ФРАГМЕНТ ДОКУМЕНТА:
>>>>
Владимир максимов -дитя войны эвакуация

ВЛАДИМИР МАКСИМОВ -дитя войны
 ЭВАКУАЦИЯ
Автор этого очерка описывает, как он в 1941 году отступал впереди Красной Армии от Днепра до Волги на подводе, которую тянули лошади, и далее в товарном вагоне до Караганды.
Как сейчас помню этот день. Хотя мне еще не было семи лет. Люди стали собираться на улицах, слушать сводки Совинформбюро, которые транслировали рупорные репродукторы, и обсуждать случившееся. Вскоре отец ушел в армию и мы его не видели в течении трёх с половиной лет. С нами, четырьмя детьми, остались мама, бабушка и сестра отца Катя. Ей тогда было лет шестнадцать. Поэтому тётей мы её не называли. Она для нас была просто Катей.
Военные возле моста через небольшую речку поставили часового-красноармейца с винтовкой. Для нас мальчишек в нашем небольшом поселке Эрастовка было новым явлением. Мы крутились вокруг него и начали ему задавать вопросы типа таких:
- А когда танк поедет?
- Скоро, - отвечал часовой, - я помощник танкиста. Здесь вам находиться нельзя, так что уходите.
- А можно мы ещё немного подождем его,- просили мы.
<<<<
ИСХОДНЫЕ ДАННЫЕ:
>>>>
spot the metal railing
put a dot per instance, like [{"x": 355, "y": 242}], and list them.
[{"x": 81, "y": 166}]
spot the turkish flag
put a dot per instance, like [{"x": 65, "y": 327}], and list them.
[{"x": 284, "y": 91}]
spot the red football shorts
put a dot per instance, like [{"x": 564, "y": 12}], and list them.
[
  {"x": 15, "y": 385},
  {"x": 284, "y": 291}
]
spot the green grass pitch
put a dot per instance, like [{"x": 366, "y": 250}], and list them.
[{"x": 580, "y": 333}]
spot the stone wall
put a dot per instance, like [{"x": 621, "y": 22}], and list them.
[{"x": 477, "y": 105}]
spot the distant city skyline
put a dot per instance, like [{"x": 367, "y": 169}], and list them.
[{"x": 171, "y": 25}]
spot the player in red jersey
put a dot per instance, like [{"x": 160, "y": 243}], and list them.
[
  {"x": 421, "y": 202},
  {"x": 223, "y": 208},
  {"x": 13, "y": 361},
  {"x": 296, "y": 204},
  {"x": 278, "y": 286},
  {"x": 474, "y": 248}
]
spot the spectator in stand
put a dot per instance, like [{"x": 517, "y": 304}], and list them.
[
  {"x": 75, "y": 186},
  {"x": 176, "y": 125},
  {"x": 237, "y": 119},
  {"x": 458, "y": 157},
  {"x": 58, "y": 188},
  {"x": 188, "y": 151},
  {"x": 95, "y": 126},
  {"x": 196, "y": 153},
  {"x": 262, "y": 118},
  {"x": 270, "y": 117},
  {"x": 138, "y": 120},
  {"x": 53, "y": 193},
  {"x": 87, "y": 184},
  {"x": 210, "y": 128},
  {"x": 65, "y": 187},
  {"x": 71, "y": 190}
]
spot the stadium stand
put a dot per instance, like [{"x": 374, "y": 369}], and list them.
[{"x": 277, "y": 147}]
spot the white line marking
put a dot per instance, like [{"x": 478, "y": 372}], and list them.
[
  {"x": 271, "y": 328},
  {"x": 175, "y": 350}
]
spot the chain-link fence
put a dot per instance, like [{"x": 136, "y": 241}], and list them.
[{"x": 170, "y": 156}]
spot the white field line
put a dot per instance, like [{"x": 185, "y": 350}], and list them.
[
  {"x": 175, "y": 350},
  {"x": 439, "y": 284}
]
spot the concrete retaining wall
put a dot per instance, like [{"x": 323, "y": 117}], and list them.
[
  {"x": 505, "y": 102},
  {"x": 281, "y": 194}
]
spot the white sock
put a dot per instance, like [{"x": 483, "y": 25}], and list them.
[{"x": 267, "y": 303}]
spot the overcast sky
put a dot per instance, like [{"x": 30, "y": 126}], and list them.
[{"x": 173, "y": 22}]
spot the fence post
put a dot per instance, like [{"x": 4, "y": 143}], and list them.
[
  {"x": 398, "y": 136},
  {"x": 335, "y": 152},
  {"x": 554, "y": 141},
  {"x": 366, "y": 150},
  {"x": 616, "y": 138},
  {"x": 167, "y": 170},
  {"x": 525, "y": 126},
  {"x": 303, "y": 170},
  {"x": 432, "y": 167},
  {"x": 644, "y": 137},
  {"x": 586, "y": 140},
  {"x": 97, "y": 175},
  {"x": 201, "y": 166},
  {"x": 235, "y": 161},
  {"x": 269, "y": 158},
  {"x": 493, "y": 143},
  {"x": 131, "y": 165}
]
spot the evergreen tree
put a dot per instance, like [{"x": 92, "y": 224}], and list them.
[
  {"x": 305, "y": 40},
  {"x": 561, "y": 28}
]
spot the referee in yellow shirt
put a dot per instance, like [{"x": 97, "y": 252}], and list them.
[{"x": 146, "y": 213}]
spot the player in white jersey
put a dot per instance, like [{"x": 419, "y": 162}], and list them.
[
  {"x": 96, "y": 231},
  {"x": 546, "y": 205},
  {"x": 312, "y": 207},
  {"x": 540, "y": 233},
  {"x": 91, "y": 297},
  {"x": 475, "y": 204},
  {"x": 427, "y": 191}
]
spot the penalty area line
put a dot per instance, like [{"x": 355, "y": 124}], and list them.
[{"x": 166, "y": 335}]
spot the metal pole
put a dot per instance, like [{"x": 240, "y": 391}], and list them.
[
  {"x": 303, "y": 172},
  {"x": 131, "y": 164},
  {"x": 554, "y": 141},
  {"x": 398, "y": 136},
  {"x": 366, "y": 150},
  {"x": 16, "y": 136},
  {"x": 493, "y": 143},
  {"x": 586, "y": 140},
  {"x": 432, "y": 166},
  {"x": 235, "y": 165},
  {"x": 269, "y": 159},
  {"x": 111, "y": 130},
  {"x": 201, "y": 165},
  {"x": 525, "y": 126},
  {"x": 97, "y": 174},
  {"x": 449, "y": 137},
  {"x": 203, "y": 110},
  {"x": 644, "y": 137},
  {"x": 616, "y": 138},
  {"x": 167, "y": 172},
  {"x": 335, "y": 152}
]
<<<<
ЗАДАНИЕ A:
Выпишите все географические названия, которые встречаются в очерке об эвакуации.
ЗАДАНИЕ B:
Изложите содержание очерка об эвакуации в трёх предложениях.
ЗАДАНИЕ C:
Продолжите очерк об эвакуации с того места, на котором остановился текст.

ПИСЬМЕННЫЙ ОТВЕТ A:
Днепр, Волга, Караганда, Эрастовка.

ПИСЬМЕННЫЙ ОТВЕТ B:
Автор очерка описывает, как в 1941 году отступал впереди Красной Армии от Днепра до Волги на подводе, а затем в товарном вагоне доехал до Караганды. Когда ему не было ещё семи лет, отец ушёл в армию, и с четырьмя детьми остались мама, бабушка и сестра отца Катя, которой было около шестнадцати лет. У моста через речку в посёлке Эрастовка военные поставили часового-красноармейца, и мальчишки расспрашивали его о танке, хотя он велел им уйти.

ПИСЬМЕННЫЙ ОТВЕТ C:
- Ладно, ожидайте. Только сначала принесите мне мёду, - разрешил он.
Кто-то из наших сбегал домой и принес стакан жидкого мёда. Часовой выпил его и разрешил нам остаться у моста. Однако, танка мы так и не дождались.
Руководство приняло решение - техникум эвакуировать. Перед самой эвакуацией мы с мамой ездили в Днепропетровск, где в Чечеринских  казармах пытались найти папу, чтобы его повидать, но не нашли. Нашу семью в перечисленном выше составе поместили на громадный прицеп, который ранее предназначался для перевозки сена. Тянул его мощный трактор. На этом прицепе кроме нас размещалось ещё несколько семей. Все мы сидели и лежали на наших мягких вещах (матрацах, одеялах, подушках).
Вслед за другими подобными тракторами с прицепами студенты гнали скот. Катя тоже ходила по очереди на перегон скота. Было на прицепе и оружие, винтовки. Когда Катя уходила к стаду, то брала одну из них с собой. Тогда же и я научился заряжать и разряжать винтовку. Мне ещё не было семи лет.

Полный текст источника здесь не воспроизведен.